__DATA PROVIDED__:
---+---

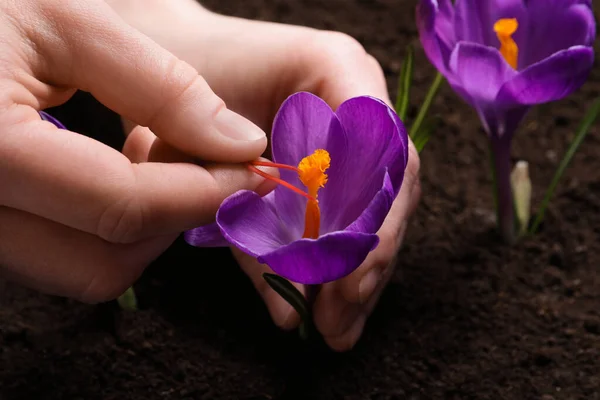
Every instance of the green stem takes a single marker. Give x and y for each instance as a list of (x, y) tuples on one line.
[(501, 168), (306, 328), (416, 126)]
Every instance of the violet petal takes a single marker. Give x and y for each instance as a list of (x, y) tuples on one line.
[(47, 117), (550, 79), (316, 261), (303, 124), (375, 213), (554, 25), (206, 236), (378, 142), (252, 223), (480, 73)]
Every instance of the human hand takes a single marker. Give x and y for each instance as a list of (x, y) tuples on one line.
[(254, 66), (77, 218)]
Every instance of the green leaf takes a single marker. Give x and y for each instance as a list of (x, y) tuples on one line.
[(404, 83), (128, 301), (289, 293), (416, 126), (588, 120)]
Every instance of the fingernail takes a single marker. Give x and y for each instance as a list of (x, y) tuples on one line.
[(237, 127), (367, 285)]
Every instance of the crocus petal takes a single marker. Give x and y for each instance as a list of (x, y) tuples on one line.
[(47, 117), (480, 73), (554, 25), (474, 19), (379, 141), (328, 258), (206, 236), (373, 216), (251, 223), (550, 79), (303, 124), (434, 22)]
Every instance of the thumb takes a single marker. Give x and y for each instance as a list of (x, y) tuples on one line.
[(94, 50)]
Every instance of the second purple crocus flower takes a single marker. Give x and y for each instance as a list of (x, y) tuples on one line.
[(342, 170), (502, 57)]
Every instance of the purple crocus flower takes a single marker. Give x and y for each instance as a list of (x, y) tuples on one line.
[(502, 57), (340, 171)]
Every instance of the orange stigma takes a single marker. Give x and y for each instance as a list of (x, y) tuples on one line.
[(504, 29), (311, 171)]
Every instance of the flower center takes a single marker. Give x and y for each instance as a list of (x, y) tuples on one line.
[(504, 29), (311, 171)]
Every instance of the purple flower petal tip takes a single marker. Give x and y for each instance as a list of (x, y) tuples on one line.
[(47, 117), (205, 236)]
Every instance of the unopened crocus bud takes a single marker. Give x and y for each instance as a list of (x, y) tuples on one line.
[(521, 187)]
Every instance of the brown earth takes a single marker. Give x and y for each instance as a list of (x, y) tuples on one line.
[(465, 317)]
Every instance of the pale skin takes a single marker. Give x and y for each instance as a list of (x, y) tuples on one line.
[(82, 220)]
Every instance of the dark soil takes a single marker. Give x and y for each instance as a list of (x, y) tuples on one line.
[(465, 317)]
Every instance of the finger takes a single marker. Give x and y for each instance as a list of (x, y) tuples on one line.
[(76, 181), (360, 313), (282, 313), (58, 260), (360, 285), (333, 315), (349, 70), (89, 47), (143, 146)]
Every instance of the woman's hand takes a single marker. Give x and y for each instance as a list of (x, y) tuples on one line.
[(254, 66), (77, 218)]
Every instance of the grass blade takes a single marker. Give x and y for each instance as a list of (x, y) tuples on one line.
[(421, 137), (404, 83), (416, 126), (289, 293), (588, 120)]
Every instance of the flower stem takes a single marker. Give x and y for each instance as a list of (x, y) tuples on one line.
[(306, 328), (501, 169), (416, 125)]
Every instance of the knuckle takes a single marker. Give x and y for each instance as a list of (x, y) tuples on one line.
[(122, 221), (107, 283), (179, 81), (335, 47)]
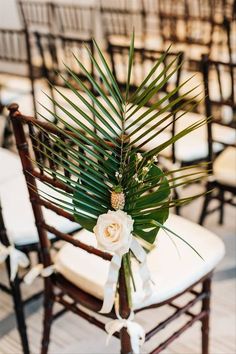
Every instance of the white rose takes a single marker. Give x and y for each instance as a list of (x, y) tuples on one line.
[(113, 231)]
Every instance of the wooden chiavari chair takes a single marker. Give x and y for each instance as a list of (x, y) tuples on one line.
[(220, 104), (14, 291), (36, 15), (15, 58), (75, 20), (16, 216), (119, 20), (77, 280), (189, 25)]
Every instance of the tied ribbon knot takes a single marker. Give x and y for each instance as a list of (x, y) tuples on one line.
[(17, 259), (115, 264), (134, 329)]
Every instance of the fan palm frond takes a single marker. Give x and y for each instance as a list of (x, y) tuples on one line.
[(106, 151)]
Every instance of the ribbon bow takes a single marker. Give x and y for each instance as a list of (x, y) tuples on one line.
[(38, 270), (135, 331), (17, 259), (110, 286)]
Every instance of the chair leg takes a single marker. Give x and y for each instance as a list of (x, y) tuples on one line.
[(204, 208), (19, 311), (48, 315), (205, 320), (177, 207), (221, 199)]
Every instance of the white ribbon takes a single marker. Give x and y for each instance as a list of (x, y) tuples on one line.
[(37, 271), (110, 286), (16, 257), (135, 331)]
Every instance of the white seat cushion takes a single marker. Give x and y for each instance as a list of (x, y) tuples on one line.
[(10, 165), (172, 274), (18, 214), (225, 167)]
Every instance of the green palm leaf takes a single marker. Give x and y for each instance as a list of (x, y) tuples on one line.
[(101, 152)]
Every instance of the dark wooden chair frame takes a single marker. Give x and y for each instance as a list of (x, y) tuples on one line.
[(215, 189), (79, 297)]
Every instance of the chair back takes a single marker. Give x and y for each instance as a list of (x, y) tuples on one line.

---+---

__AIM__:
In your copy, leave out the pictures and reproduce the material above exactly.

__WRITTEN REPLY__:
Every instance of the green stem takes a single marker. Give x and y for each instance as a list of (x, y) tuples on one line.
[(501, 168), (306, 328), (416, 126)]
Every instance of the violet petal takes a single marker. Give x and y for each instance as a list of (x, y) tuples on one line.
[(47, 117), (550, 79), (316, 261), (303, 124), (375, 213), (554, 25), (206, 236), (378, 142), (252, 223), (480, 73)]
Every instance of the human hand takes a single marker. Give x and y for each instance as a list of (x, y) tuples on one line.
[(254, 66), (77, 218)]
Every instance of the green leaf takes a single marker. Give x and y for each instance as a list of (x, y) tuples on one line.
[(404, 83), (128, 301), (289, 293), (416, 126), (588, 120)]
Every instance of the fingernail takes a single marker. Give x and y for each instance as a list of (x, y) tuples on one line.
[(237, 127), (367, 285)]
Every instance of the crocus petal takes a single marker. Give x and y for each instance as a list of (x, y) tuples on one line.
[(47, 117), (480, 73), (554, 25), (474, 19), (379, 141), (328, 258), (206, 236), (373, 216), (251, 223), (550, 79), (303, 124), (434, 22)]
Every instance of the thumb takes a single marker. Give x and y for each instance as a list of (x, y) tuples on one line.
[(94, 50)]
Every instance of the second purple crocus flower takes a single marker. Give x and y for each instance as a list of (x, y) tuples on one line.
[(342, 170), (502, 57)]
Every instance of the purple crocus flower takes a single marker. Give x and y for each instance as a list of (x, y) tuples on one line.
[(502, 57), (340, 171)]
Every instance of the orange stigma takes a single marker. Give x and y for each instance as a list of (x, y) tuples on one line.
[(504, 29), (311, 171)]
Every instance of the flower center takes a single marker. Give x and y for each instance as a list of (x, y) tuples on one line.
[(504, 29), (311, 171)]
Every instance of the purple flower petal tip takes a single marker. Give x and y for each instance as a list of (x, y) tuples on one line.
[(47, 117), (205, 236)]
Every instance of the unopened crocus bud takes a single marker. Give x and y for each instance as a list of (x, y) tuples on one line.
[(521, 187)]
Every instance of the brown earth takes a single marker. Give x and y for each instance as a list of (x, y) tuples on one line.
[(465, 317)]
Every instance of the pale skin takes a single marker. Give x and y for each instance as a list of (x, y) tuples on one line.
[(82, 220)]
Every instance of the dark soil takes a single marker. Give x and y for each instance as a list of (x, y) tuples on one line.
[(465, 317)]
Every instance of the finger takes a single marker. Give x and y for each instance as a list of (x, y) tuples on one line.
[(76, 181), (360, 313), (282, 313), (58, 260), (360, 285), (333, 315), (349, 70), (89, 47), (143, 146)]
Every instance of the woman's hand takes a single marker. Give x and y for each instance as a list of (x, y) tuples on one line.
[(254, 66), (77, 218)]
Every instance of the grass blade takes a single marker. Give x and y for each instance as a list of (x, y) tuples on one line.
[(421, 137), (404, 83), (416, 126), (289, 293), (588, 120)]
Every instance of the flower stem takes a single marker. Give x and y for each instance as a list of (x, y) tuples on one line.
[(306, 328), (501, 169), (416, 125)]
Every instance of the knuckle takes a single marker. Give x and y for each instance as a list of (x, y) tuples on one line.
[(122, 221), (107, 283), (179, 81), (335, 47)]
Every instance of the white rose takes a single marker. Give x and y for each instance as a list of (x, y) tuples on one line.
[(113, 231)]
Every instance of the wooden chiavari chair takes a single marker. Give x and y for each instance as a list of (x, y) tuples on one line.
[(220, 104), (14, 291), (36, 15), (15, 58), (75, 20), (16, 216), (119, 20), (77, 280), (189, 25)]
Every instance of the tied ribbon knot takes a single marker. Give x and y for each instance as a list of (x, y) tuples on one line.
[(17, 259), (115, 264), (134, 329)]
Every instance of the fan palm frond takes a single marker. Give x and y for each instance as a list of (x, y) tuples on one line.
[(106, 151)]
Every instance of the ribbon bow takes a single marker. Give x and y for each instance as a list of (x, y) tuples on one line.
[(38, 270), (135, 331), (17, 259), (110, 286)]
Every instance of the chair leg takes a single marker. Give x and y for each instance as a list of (x, y) tuples on one line.
[(204, 208), (19, 311), (48, 315), (205, 320), (177, 207), (221, 199)]
Every instance of the white ribbon takes a single marker. Give x and y for each instance as a list of (x, y) tuples on one line.
[(37, 271), (110, 286), (16, 257), (135, 331)]
Every instance of the white seat cushion takes a single marker. Give x and y for each instance as a list of (x, y) tuples on one line.
[(10, 165), (172, 274), (18, 214), (225, 167)]
Every instance of the green palm leaf takes a single marker. Give x and y for each instance as a list of (x, y) tuples on one line.
[(101, 152)]
Every instance of the dark wooden chair frame takes a single marker. Give x and y for each instance as a list of (x, y) tuples on one line.
[(215, 189), (79, 297)]
Every instance of the chair back takes a single marker. Give x and y for each instance as a list of (x, y) tuples on one line.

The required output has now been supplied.